:: Problem to solve ::
Count, please, the lines in the listing below that contain "woman", and reply with the count only.

##############################

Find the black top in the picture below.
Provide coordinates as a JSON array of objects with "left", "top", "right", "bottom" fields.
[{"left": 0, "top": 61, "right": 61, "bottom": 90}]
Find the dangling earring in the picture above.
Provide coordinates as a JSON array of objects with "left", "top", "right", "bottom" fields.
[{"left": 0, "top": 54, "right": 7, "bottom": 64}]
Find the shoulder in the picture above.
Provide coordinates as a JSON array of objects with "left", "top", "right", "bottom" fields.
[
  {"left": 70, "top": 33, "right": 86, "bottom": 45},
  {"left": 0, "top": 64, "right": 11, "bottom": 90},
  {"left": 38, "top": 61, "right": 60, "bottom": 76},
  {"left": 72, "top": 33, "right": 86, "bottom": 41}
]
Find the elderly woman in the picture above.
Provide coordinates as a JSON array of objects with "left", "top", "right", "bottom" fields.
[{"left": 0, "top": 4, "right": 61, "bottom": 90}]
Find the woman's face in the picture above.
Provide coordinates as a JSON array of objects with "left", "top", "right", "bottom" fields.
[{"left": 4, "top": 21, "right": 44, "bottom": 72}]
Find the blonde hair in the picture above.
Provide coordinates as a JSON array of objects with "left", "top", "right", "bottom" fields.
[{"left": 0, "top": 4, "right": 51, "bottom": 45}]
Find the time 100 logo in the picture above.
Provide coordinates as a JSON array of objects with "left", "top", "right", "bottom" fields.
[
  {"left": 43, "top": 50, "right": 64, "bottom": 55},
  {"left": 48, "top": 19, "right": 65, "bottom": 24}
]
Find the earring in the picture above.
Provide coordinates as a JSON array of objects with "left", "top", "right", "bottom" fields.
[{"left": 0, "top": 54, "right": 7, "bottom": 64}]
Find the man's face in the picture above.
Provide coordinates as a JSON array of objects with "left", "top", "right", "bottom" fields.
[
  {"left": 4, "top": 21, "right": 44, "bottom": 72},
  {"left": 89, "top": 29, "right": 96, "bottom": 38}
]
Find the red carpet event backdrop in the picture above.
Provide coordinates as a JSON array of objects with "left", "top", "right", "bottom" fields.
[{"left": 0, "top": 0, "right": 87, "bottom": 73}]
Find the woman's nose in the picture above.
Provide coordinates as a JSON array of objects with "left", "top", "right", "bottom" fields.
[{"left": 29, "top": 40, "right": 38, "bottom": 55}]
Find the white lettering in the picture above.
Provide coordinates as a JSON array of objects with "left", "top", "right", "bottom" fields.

##############################

:: Output for this exercise ::
3